Try it
In your transcription, keep every record exact and leave out the pictures.
+++ Working data +++
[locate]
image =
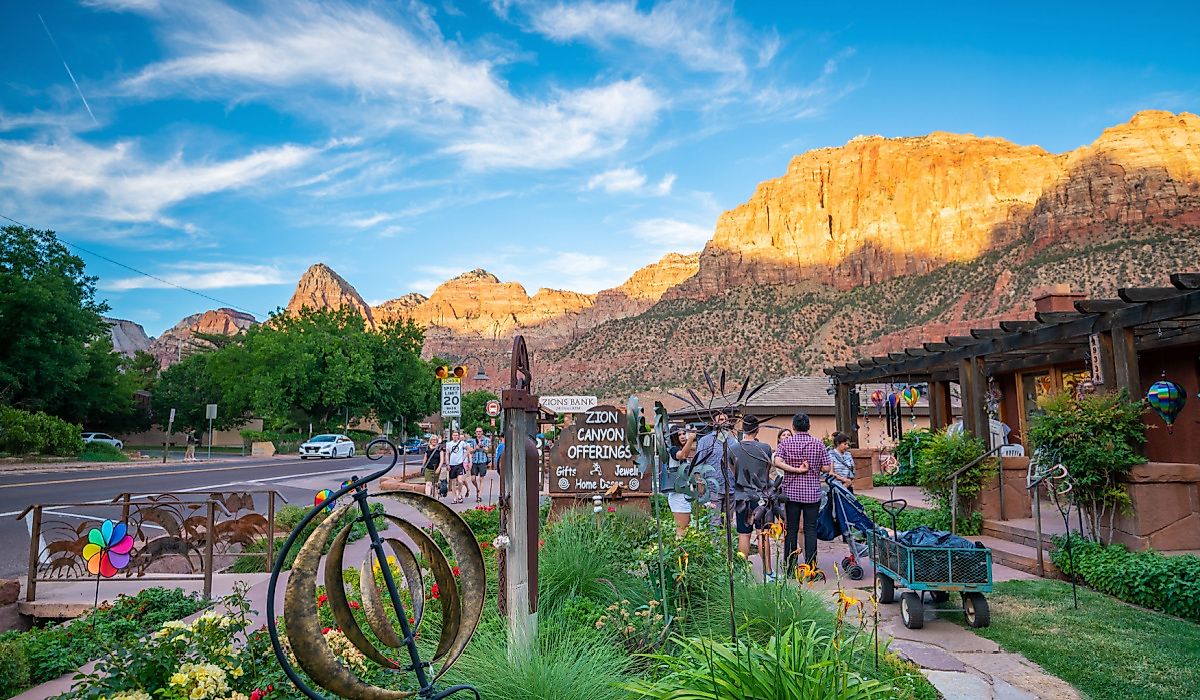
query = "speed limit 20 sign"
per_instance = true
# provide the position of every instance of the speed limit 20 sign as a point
(451, 399)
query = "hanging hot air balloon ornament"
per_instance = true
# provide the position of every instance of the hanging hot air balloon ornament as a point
(911, 395)
(1167, 399)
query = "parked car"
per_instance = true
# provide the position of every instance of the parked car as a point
(105, 438)
(328, 446)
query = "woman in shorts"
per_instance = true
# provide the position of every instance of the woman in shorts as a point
(682, 448)
(433, 467)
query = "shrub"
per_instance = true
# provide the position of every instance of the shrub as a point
(39, 434)
(53, 651)
(946, 454)
(102, 452)
(802, 662)
(571, 663)
(1097, 438)
(1147, 578)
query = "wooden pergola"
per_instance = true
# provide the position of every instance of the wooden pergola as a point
(1110, 333)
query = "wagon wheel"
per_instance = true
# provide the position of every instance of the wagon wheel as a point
(976, 609)
(912, 610)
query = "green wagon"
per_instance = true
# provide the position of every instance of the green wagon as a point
(939, 570)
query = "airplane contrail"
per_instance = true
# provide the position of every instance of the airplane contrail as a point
(70, 75)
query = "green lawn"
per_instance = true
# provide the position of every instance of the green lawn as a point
(1108, 650)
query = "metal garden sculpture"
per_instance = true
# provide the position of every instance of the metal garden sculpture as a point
(461, 609)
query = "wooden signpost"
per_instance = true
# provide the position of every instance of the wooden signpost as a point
(593, 458)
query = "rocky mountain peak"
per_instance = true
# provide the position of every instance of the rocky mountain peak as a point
(321, 287)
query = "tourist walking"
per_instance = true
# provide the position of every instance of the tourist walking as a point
(479, 459)
(456, 455)
(435, 466)
(682, 448)
(190, 452)
(802, 459)
(754, 464)
(714, 452)
(843, 461)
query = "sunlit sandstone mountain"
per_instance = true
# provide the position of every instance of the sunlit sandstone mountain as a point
(879, 208)
(844, 255)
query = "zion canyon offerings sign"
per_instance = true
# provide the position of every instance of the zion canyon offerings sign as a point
(592, 456)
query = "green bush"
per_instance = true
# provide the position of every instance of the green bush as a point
+++
Solution to the exercise
[locate]
image =
query = "speed limit 20 sign"
per_instance = true
# provide the position of every instance of the speed limit 20 sign as a point
(451, 399)
query = "hanging hot air balloon ornament"
per_instance = true
# provide the position of every instance of the hanging hot air balloon ornament as a point
(911, 395)
(1167, 399)
query = "parked car"
per_instance = true
# provide the position of every instance of the parked car as a point
(105, 438)
(328, 446)
query = "woman in shorts"
per_instance = true
# provide the position of every instance of the woman in shorts as a point
(682, 448)
(433, 467)
query = "shrub"
per_instance = true
# provide the position of every instance of the shrub as a point
(39, 434)
(53, 651)
(946, 454)
(102, 452)
(802, 662)
(571, 663)
(1097, 438)
(1147, 578)
query = "wooden pergola"
per_instance = true
# provide the position of every instance of the wooden pergola as a point
(1110, 333)
query = "wagon wheel"
per_instance = true
# provide the position of every instance of the wagon wheel as a point
(976, 609)
(912, 610)
query = "green wagon"
per_instance = true
# provide the position of every instance of the green wagon as a point
(939, 570)
query = "airplane contrail"
per_instance = true
# provide the position of every instance of the airplane contrail as a point
(70, 75)
query = "green lawn"
per_instance = true
# provide the position of every instance of the green lawn as a point
(1108, 650)
query = "metal garden sculpture"
per_instance = true
# provide the position of every instance of the metal garden sculpture as a point
(461, 609)
query = "wooden signpost"
per_instance = true
# provide the position of every instance of the wooden signpost as a point
(593, 458)
query = "rocky mountain peak"
per_instance = true
# provide the position of every instance of the rocky mountain peak as a point
(321, 287)
query = "tourist walking"
per_instance = true
# provide the position of every instance of the tourist walking as a point
(479, 459)
(456, 455)
(435, 466)
(682, 448)
(190, 452)
(802, 459)
(754, 464)
(714, 452)
(843, 461)
query = "sunlit sandstone mountain"
per_instance = true
# provide the position of every instance of the sunlit sandstone mountain as a point
(879, 208)
(844, 255)
query = "zion canyon offerings sign"
per_instance = true
# provide the position of every instance of the zion canyon offerings sign as a point
(592, 456)
query = "green bush"
per_instance = true
# provide the position of every instance of the green bush as a point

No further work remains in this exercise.